Given instruction — In the column about red, white and blue, how high above sea level does the writer say they live?

Selected extract —
Finding the true meaning in red, white and blue
CAMBRIDGE, Mass. – Certain family matters took me to Boston this past week but political matters have certainly captured my attention.
(Tangent No. 1: I occasionally receive inquiries from correspondents wondering as to “what gives you the right” to express my particular opinions. It seems obvious enough but for those who skipped Civics 101, I suppose I should point them, once again, to the First Amendment to the United States Constitution. That’s where I get the right. I receive the privilege from my publisher and editor who continue to invite me to utilize this cherished freedom.)
In any case, some opinions from a westerner stuck in the frigid northeast.
(Tangent No. 2: I live nearly 9,000 feet above sea level, surrounded by mountains and often inundated with snow. But weather conditions in the High Country are the proverbial picnic compared to what these hardened residents endure each winter. For one thing, snow doesn’t melt here. It simply changes to ice and accumulates on the sidewalk. No one walks in Cambridge. You slide, you slip, you careen out of control for terror-filled blocks but no one could call this walking.)
New Hampshire is just around the next ice-covered corner and so television programming in Boston is packed with promises from one candidate or another.

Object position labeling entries

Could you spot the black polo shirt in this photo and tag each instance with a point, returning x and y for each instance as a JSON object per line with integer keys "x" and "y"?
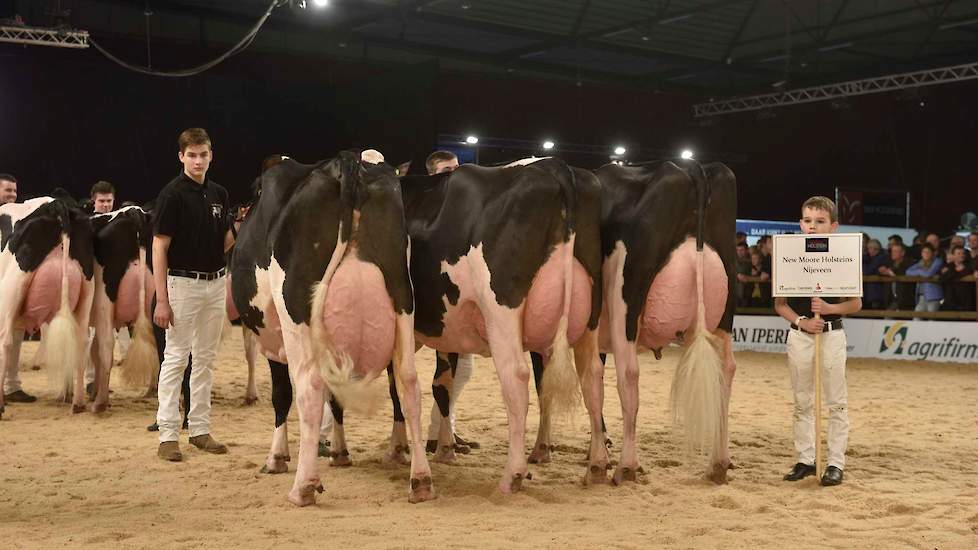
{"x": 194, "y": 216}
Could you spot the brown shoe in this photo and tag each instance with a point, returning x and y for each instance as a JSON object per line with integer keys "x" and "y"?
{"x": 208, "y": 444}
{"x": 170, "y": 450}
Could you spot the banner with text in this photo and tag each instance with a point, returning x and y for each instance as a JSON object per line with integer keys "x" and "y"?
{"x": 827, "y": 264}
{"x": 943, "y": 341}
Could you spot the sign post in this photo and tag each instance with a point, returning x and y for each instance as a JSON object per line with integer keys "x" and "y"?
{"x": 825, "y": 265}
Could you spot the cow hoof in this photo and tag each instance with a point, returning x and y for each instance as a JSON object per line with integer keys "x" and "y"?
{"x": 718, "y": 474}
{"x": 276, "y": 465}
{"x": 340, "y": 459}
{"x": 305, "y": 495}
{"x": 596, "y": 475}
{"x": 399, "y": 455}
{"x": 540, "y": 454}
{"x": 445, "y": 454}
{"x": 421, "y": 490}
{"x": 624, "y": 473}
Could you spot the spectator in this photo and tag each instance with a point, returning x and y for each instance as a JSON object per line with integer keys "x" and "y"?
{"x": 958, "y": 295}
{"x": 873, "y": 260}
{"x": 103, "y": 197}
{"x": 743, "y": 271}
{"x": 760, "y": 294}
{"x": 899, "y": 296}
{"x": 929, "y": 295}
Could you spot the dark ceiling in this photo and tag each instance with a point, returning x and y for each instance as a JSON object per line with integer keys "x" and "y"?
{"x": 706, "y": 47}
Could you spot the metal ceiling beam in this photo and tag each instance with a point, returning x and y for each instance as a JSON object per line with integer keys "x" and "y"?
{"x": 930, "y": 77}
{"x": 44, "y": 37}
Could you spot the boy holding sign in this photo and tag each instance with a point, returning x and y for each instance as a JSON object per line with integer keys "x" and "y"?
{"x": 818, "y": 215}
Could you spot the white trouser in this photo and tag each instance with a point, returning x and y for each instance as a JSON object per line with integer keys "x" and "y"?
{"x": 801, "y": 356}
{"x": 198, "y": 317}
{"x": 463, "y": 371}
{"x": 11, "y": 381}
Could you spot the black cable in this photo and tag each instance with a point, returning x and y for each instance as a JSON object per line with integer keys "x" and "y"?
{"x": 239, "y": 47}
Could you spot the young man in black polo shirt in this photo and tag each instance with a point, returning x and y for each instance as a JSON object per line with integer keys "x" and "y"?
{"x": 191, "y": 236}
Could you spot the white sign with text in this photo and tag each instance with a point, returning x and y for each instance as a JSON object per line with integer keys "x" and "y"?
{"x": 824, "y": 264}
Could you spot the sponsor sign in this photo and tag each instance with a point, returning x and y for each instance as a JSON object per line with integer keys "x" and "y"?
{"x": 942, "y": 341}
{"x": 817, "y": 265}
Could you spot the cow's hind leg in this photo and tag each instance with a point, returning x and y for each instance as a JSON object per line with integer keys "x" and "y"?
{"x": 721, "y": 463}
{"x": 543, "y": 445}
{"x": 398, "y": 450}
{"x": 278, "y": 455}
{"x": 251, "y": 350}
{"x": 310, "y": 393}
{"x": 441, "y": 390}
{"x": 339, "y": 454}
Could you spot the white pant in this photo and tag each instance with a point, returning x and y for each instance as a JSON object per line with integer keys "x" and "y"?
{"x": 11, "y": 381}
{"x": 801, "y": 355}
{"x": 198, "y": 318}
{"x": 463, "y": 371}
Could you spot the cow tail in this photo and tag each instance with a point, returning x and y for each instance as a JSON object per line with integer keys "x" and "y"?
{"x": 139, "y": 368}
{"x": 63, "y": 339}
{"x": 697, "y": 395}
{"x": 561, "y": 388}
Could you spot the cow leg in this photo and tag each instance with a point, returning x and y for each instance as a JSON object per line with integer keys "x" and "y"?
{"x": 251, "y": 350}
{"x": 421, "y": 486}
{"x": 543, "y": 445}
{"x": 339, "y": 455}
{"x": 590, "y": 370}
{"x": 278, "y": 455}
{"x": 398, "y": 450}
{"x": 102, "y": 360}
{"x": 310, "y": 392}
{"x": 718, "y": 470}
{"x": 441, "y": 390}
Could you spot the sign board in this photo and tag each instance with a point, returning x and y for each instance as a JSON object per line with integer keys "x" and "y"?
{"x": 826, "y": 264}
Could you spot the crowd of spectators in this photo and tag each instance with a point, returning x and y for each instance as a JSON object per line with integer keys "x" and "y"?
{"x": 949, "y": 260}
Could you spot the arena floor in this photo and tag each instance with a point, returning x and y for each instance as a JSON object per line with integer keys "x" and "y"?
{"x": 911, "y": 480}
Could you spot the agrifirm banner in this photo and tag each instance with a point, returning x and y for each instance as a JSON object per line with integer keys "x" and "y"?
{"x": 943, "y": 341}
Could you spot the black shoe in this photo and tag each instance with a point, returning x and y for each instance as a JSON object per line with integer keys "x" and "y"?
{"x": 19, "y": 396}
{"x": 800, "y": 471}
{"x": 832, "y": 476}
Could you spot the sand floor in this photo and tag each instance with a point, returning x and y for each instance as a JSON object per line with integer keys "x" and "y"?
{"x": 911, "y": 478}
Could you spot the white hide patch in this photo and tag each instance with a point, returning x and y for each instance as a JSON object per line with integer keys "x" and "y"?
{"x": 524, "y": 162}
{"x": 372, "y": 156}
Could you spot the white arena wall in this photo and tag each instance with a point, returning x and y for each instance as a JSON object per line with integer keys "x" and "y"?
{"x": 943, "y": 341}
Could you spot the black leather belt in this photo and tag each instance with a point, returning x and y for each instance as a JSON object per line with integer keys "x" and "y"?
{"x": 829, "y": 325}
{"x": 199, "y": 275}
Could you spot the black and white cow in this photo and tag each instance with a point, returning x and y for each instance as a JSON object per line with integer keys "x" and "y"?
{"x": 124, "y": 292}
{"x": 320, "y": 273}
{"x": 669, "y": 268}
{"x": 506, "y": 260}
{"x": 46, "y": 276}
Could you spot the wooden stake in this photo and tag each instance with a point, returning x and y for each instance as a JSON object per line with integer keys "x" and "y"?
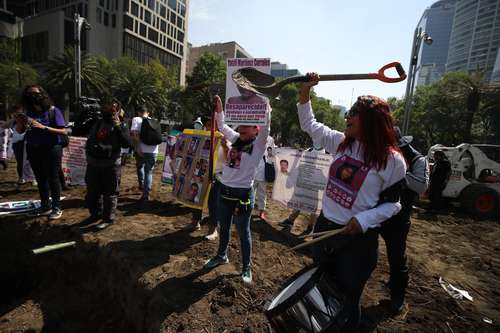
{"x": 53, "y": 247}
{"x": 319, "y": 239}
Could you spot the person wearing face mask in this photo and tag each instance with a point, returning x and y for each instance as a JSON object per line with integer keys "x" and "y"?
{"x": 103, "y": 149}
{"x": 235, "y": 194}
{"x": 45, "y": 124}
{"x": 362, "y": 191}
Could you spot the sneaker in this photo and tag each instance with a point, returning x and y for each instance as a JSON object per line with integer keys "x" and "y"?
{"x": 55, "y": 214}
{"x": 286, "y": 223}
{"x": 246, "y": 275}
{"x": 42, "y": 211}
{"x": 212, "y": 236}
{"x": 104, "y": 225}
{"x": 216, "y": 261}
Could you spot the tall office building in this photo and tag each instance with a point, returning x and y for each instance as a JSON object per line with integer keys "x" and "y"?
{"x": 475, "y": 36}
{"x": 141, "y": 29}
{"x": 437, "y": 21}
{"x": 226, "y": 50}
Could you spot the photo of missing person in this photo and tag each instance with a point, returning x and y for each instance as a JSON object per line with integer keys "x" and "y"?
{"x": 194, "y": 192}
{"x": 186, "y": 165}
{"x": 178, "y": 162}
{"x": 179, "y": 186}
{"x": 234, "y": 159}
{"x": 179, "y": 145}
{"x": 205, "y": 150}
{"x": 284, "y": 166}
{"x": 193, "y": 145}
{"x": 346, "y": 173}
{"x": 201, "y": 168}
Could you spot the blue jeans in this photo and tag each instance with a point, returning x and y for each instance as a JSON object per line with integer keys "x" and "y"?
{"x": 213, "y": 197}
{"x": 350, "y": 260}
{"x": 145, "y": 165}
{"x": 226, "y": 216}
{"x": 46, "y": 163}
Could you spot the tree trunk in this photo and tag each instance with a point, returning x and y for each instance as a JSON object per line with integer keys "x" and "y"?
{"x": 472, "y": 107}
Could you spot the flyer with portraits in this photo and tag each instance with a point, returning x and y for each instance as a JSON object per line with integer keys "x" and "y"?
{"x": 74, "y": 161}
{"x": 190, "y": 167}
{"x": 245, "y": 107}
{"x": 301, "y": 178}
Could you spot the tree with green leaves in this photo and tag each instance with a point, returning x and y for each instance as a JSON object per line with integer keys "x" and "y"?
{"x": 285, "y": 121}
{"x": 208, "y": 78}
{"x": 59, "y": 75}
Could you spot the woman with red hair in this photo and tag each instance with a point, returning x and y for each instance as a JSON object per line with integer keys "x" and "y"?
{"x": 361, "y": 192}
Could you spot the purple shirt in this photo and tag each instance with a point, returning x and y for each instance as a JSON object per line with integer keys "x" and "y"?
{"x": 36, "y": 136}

* * *

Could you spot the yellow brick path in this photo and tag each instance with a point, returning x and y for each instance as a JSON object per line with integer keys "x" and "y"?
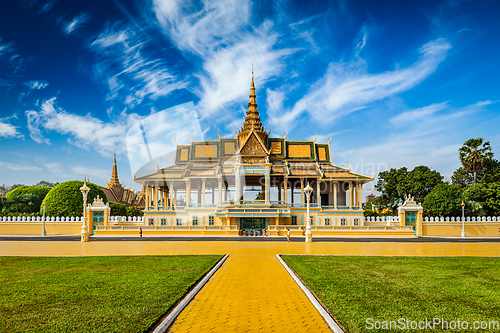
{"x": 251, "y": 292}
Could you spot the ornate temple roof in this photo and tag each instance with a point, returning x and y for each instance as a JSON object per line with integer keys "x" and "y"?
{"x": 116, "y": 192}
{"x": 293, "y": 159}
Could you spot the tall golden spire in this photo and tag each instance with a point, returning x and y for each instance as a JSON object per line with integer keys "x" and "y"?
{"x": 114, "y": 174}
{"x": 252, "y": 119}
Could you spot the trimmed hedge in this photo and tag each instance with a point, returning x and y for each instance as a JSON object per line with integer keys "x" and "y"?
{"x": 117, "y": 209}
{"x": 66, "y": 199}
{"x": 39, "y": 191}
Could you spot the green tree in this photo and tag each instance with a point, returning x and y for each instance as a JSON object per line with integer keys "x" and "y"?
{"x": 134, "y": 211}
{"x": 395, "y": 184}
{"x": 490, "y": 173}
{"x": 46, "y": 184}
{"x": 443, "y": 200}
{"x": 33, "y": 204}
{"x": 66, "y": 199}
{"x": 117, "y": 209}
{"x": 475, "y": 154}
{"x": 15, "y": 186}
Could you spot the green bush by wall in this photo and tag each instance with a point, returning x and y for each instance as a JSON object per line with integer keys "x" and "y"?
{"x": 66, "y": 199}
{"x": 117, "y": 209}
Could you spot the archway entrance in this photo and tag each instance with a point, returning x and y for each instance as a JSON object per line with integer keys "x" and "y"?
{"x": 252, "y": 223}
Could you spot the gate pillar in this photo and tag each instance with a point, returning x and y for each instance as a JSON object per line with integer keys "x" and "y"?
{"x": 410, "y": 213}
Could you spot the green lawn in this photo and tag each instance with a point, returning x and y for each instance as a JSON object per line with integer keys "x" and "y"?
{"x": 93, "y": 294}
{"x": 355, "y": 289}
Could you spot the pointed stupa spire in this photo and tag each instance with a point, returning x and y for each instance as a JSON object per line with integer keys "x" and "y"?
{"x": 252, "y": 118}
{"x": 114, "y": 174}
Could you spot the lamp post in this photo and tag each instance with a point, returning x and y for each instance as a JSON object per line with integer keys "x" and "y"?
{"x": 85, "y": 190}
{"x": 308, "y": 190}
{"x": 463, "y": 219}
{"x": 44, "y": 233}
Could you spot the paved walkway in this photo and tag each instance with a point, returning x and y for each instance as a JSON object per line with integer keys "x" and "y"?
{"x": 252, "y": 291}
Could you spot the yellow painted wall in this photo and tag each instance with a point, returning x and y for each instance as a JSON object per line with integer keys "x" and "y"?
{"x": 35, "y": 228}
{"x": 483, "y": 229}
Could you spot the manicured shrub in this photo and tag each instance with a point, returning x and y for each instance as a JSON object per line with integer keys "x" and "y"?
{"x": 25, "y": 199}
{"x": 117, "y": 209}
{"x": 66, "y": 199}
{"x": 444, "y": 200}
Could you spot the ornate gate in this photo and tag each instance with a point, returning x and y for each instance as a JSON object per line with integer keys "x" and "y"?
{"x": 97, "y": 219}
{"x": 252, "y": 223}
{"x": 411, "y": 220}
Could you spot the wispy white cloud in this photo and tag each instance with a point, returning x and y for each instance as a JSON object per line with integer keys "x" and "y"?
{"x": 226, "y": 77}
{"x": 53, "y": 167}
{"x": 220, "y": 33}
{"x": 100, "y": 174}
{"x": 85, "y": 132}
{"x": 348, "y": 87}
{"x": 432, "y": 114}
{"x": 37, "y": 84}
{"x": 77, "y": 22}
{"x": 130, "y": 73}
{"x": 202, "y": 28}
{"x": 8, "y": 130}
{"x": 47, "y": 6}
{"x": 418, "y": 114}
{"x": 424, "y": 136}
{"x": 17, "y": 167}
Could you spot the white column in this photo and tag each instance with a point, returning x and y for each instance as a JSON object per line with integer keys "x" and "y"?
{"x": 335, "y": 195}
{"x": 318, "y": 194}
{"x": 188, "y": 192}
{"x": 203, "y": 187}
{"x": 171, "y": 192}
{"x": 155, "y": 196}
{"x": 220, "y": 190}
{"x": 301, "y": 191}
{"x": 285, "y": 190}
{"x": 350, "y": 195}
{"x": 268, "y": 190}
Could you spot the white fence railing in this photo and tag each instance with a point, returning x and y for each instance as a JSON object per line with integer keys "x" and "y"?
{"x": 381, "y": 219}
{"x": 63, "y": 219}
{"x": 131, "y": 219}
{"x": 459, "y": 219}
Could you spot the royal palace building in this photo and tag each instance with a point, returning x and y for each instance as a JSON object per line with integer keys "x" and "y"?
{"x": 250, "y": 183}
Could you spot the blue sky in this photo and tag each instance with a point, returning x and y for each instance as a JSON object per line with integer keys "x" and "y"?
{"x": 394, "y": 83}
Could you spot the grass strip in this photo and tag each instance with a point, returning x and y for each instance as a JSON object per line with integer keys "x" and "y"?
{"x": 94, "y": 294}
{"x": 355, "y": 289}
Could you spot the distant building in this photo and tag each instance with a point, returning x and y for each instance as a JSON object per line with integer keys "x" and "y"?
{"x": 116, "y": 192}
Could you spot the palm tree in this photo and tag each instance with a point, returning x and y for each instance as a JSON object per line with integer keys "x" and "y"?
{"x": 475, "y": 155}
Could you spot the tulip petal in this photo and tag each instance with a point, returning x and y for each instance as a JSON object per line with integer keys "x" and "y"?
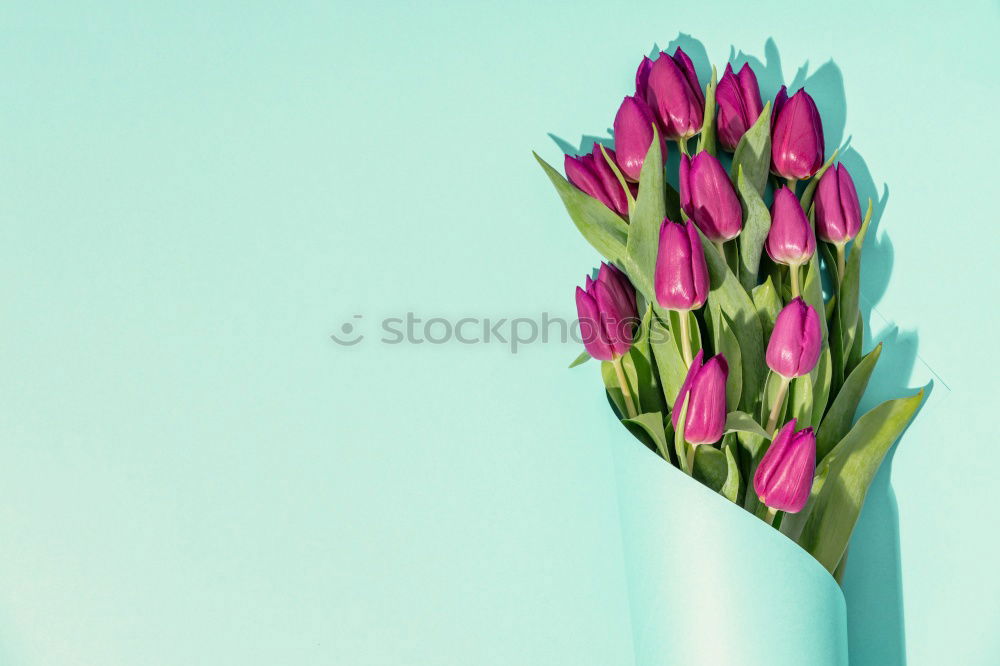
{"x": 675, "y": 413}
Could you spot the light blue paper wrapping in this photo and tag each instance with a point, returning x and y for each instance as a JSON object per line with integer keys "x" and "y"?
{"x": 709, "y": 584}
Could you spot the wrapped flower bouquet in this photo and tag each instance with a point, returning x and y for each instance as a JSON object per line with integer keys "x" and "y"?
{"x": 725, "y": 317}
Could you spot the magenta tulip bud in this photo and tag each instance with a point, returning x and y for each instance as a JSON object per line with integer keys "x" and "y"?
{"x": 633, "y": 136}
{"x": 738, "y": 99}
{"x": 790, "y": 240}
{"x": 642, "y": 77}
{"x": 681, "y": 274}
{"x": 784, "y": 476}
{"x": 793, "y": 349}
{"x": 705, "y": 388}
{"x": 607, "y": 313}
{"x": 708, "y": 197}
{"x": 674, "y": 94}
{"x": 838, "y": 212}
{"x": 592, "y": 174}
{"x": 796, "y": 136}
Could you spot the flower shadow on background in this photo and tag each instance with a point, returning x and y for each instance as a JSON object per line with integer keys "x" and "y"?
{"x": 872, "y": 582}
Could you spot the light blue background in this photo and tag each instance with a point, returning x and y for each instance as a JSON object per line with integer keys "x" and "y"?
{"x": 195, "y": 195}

Task response — Nearly 9,000 feet above sea level.